*EXERCISE DETAILS*.
Look below for the line holding "the bridle browband." and the line holding "the white leg". Transcribe exactly those lines and all lines between them, nothing more.

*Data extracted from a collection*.
○ ○ ○ ○

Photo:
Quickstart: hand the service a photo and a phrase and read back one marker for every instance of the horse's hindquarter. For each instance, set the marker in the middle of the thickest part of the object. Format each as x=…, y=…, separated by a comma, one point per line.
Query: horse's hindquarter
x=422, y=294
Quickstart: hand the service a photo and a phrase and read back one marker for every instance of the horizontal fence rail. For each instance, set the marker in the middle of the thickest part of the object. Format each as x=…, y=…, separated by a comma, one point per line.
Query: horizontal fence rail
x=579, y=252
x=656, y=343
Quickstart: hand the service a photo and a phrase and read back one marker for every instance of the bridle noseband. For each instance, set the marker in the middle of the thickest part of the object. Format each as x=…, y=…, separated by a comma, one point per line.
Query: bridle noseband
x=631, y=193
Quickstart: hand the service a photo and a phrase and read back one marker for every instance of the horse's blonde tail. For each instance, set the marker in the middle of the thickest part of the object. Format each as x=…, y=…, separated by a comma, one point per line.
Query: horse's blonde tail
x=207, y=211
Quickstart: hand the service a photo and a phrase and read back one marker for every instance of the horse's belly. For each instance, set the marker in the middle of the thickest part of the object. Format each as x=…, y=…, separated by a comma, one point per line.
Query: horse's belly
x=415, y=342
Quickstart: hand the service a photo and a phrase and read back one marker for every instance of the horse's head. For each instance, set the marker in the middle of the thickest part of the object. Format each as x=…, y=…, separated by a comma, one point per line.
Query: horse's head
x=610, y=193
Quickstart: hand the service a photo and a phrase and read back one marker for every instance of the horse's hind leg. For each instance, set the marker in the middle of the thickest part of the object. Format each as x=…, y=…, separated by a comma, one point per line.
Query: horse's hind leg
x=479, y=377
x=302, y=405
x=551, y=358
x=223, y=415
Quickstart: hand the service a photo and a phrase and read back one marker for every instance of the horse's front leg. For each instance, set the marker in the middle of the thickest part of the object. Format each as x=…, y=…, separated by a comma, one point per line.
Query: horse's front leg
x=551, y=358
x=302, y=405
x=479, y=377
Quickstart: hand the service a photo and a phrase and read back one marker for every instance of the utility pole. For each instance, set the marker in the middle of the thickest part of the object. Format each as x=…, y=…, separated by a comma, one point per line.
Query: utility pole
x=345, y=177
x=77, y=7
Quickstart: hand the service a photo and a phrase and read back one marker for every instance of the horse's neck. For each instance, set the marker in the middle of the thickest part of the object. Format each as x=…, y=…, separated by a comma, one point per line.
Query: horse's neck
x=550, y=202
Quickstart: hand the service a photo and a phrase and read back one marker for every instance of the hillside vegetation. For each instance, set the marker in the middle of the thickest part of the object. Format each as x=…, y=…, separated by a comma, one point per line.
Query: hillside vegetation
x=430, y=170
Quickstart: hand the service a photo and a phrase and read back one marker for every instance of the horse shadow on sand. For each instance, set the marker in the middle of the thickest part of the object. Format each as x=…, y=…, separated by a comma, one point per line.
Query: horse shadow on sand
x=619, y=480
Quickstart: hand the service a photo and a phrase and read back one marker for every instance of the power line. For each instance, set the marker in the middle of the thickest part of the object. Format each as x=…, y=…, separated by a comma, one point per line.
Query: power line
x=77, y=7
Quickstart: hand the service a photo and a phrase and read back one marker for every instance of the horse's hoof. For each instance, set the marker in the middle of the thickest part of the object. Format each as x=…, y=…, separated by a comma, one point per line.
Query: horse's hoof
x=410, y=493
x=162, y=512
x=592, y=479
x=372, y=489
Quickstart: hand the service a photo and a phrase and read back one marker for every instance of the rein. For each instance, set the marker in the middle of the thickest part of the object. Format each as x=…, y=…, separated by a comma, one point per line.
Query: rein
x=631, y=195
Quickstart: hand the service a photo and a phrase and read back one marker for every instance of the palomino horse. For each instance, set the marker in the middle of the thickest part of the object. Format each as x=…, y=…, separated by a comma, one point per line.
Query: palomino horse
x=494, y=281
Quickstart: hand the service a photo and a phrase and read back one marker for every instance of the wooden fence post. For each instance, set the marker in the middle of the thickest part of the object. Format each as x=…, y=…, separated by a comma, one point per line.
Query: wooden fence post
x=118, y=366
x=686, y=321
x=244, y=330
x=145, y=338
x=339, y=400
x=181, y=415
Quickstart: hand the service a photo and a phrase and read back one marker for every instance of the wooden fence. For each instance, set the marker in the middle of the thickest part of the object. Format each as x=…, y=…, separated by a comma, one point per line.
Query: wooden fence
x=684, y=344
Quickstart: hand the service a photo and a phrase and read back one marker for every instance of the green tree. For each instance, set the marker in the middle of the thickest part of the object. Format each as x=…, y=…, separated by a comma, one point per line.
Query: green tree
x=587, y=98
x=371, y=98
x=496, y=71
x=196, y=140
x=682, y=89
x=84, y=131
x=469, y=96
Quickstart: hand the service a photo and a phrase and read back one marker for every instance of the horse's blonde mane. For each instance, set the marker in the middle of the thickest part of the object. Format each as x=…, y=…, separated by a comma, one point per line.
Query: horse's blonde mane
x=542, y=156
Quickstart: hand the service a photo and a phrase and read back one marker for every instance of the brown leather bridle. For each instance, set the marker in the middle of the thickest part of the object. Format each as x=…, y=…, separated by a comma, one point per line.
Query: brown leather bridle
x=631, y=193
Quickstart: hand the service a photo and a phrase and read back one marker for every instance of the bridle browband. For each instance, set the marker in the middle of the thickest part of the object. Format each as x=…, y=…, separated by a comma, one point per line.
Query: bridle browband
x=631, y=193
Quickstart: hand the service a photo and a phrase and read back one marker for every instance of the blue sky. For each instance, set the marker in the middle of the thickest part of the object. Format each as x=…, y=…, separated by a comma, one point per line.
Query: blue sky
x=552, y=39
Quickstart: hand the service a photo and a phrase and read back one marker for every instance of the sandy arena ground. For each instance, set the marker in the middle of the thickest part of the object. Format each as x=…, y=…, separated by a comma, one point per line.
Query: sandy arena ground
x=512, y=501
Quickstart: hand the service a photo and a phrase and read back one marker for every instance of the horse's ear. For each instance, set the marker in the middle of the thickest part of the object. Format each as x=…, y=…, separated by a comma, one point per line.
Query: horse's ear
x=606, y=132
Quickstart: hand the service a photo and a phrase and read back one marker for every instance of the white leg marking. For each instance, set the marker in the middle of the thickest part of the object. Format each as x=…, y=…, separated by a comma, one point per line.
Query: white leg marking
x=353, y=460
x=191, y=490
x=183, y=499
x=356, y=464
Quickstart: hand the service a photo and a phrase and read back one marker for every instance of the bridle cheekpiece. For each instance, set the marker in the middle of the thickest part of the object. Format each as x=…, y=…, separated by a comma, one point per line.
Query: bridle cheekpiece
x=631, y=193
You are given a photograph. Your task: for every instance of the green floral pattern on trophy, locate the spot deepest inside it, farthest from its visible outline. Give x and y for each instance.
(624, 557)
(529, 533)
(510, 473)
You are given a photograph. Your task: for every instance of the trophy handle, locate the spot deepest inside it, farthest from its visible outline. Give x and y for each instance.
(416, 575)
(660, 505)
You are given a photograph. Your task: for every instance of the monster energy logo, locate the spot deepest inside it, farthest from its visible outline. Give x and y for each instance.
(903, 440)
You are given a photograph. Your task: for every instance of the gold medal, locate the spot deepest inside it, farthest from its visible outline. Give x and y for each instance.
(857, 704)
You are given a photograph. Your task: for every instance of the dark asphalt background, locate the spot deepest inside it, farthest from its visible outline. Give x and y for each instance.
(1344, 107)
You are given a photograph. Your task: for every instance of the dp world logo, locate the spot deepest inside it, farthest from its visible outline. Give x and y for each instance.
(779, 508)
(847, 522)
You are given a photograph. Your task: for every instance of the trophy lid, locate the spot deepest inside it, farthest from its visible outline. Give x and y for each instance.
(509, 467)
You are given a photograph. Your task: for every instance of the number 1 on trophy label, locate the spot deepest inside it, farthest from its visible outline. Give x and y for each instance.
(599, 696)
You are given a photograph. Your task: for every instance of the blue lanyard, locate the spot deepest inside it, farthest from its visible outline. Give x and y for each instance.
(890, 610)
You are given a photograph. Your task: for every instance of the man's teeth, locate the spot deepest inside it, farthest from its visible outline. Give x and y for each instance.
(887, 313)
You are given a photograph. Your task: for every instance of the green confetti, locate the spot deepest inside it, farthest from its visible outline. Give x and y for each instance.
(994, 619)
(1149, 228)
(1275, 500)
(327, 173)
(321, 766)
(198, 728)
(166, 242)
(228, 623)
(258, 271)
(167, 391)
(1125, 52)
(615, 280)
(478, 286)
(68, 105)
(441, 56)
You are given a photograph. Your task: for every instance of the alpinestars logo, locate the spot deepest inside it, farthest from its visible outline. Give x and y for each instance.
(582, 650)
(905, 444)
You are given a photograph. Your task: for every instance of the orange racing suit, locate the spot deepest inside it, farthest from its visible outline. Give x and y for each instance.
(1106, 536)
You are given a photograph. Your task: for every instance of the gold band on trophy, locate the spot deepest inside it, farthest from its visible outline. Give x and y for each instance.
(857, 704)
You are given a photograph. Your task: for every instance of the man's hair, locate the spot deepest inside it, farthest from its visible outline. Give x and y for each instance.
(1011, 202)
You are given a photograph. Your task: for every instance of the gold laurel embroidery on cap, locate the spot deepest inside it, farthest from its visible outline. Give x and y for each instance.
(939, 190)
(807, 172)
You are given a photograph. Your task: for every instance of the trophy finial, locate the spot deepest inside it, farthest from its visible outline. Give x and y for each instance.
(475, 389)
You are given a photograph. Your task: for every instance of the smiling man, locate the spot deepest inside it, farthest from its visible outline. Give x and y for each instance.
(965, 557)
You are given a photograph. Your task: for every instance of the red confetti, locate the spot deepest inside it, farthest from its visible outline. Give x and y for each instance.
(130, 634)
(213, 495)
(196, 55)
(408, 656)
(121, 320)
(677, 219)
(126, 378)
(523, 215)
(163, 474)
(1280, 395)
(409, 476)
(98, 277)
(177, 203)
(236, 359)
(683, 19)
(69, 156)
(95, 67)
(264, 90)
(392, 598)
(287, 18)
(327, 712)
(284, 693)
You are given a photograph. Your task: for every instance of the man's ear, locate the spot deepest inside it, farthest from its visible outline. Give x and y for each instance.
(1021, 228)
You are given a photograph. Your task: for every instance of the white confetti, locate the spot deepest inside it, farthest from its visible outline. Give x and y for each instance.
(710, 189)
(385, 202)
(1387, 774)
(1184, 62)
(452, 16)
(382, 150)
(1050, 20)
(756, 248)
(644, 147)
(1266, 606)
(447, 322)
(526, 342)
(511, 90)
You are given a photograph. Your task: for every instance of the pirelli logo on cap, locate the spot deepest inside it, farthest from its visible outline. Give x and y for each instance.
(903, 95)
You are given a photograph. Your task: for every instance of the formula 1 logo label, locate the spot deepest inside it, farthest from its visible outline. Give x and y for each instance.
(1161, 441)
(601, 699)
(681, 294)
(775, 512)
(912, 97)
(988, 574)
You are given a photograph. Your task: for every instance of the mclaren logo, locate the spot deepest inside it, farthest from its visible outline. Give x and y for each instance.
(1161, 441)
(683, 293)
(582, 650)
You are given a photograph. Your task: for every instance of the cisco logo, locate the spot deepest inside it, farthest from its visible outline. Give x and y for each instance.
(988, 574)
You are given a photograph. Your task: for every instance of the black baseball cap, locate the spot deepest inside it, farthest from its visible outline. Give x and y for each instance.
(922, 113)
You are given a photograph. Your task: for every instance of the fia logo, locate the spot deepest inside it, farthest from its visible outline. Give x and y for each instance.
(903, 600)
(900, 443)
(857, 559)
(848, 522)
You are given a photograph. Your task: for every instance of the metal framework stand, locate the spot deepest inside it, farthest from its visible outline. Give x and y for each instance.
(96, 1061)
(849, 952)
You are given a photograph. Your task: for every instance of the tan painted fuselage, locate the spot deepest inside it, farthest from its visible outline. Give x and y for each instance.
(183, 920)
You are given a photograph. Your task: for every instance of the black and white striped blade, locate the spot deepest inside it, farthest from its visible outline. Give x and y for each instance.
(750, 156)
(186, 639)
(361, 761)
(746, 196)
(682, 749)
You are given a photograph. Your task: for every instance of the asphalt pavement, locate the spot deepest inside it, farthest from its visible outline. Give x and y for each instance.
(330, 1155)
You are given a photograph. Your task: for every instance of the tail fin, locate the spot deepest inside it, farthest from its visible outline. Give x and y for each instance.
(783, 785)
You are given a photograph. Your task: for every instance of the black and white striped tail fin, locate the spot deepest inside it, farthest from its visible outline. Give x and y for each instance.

○ ○ ○ ○

*RESPONSE FOR THIS EXERCISE*.
Quickstart: hand the service a photo and a phrase and read back one marker for every instance of the bridle browband. For each instance, set the marker in the middle of the thickest part of the object. Format each as x=…, y=…, separated by a comma, one point per line.
Query: bridle browband
x=631, y=193
Quickstart: hand the service a photo and a phrase and read back one marker for every instance of the blue sky. For each instance, set the marker in the middle of the thickest part of the object. Format each as x=…, y=…, separated by a comma, one point per line.
Query: blue sky
x=552, y=39
Quickstart: hand the service a photo and a phrase and read back one marker for every instance of the sandy arena ground. For each instance, set the marker in the middle of the thickest part of the object. Format each as x=…, y=…, separated by a comma, one point per line.
Query: sandy arena ground
x=512, y=501
Quickstart: hand the service a photo and a phrase and read back one marker for every instance of the horse's ear. For each instance, set the marker in the middle of the thickest part of the object. Format each as x=…, y=…, separated by a comma, one point per line.
Query: horse's ear
x=606, y=132
Quickstart: hand the service a photo and a phrase and read back one marker for every instance of the white leg marking. For each instance, set the marker in the middle of the thickest part of the object. Format each as x=…, y=…, separated by a comma, one point per line.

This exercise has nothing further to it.